■ OBJECTIF VISÉ ■
Recopiez mot pour mot le passage du texte ci-dessous sur les technologies dans l'éducation en Afrique subsaharienne, depuis « Les premières initiatives » jusqu'à « les années 1970[2]. » inclus.

■ TEXTE EXTRAIT ■
────────────────────────────────────────
Depuis les années 1960, différentes technologies de l’information et de la communication ont suscité un fort intérêt en Afrique subsaharienne pour augmenter l’accès à l’éducation, améliorer sa qualité et son équité[2].
Les premières initiatives d’introduction des technologies dans l’éducation ont été portées directement par les États, alors engagés dans des réformes éducatives de grande ampleur. Pendant cette période – de la décolonisation aux années 1980 –, le paradigme dominant, partagé par les États africains et les institutions internationales, est celui d’un État interventionniste dans l’éducation[3]. Dans ce contexte, de grands programmes se sont développés à grande échelle et ont connu un certain succès. Ainsi, la radio scolaire de Bouaké en Côte d’Ivoire a permis de former plus de 2 000 maîtres par an dans les années 1970[2].
────────────────────────────────────────
■ EXTRAIT DES DONNÉES ■
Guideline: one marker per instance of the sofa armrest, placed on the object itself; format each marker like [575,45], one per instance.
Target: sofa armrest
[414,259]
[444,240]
────────────────────────────────────────
■ RÉPONSE ATTENDUE ■
Les premières initiatives d’introduction des technologies dans l’éducation ont été portées directement par les États, alors engagés dans des réformes éducatives de grande ampleur. Pendant cette période – de la décolonisation aux années 1980 –, le paradigme dominant, partagé par les États africains et les institutions internationales, est celui d’un État interventionniste dans l’éducation[3]. Dans ce contexte, de grands programmes se sont développés à grande échelle et ont connu un certain succès. Ainsi, la radio scolaire de Bouaké en Côte d’Ivoire a permis de former plus de 2 000 maîtres par an dans les années 1970[2].